**What to work on**
Edit the lines of the listing starting with the line with "GET /detect?q=waterfront building&fmt=prose_corners" and going on through the last line, changing "waterfront" to "lakeside" and leaving everything else as it is. Return only those lines.

**Records**
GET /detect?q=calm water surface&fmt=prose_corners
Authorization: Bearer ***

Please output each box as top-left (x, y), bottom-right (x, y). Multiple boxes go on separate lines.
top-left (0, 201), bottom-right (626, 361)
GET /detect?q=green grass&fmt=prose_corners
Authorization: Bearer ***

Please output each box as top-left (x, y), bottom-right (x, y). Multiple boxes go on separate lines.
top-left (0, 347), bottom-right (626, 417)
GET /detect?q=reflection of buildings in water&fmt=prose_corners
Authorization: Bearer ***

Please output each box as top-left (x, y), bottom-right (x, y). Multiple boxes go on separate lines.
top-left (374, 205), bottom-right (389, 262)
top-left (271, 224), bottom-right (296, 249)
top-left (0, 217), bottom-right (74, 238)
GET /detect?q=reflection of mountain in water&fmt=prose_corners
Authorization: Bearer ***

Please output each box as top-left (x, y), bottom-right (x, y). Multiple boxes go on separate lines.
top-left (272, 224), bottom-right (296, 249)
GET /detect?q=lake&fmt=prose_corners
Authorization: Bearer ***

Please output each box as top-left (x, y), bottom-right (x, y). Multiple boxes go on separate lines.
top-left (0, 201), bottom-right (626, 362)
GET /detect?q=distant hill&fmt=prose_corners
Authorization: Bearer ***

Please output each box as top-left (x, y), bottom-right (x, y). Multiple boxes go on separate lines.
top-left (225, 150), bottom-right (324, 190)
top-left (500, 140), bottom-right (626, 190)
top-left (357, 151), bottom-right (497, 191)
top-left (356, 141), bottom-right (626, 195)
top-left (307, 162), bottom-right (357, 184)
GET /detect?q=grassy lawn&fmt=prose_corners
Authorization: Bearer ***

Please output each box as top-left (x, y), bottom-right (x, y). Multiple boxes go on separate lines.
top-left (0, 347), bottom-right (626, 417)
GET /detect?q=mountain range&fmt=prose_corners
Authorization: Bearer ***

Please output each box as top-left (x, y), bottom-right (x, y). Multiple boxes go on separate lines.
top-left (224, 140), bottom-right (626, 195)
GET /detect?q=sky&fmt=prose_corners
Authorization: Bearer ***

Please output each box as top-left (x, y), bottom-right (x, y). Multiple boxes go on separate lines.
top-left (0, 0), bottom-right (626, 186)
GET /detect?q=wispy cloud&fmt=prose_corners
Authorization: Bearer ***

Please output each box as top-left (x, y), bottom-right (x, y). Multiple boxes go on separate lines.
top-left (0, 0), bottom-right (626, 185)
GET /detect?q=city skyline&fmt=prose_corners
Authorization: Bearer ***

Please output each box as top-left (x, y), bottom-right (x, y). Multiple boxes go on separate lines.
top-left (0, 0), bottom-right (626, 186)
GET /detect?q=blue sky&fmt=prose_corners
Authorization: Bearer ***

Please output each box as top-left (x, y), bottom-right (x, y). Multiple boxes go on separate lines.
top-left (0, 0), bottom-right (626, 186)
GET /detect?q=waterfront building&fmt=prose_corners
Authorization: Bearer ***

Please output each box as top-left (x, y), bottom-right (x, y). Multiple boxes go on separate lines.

**Output for this exercise**
GET /detect?q=lakeside building&fmt=prose_corners
Authorization: Bearer ***

Please output each box as top-left (x, y), bottom-right (x, y). Multiple boxes go on separate lines.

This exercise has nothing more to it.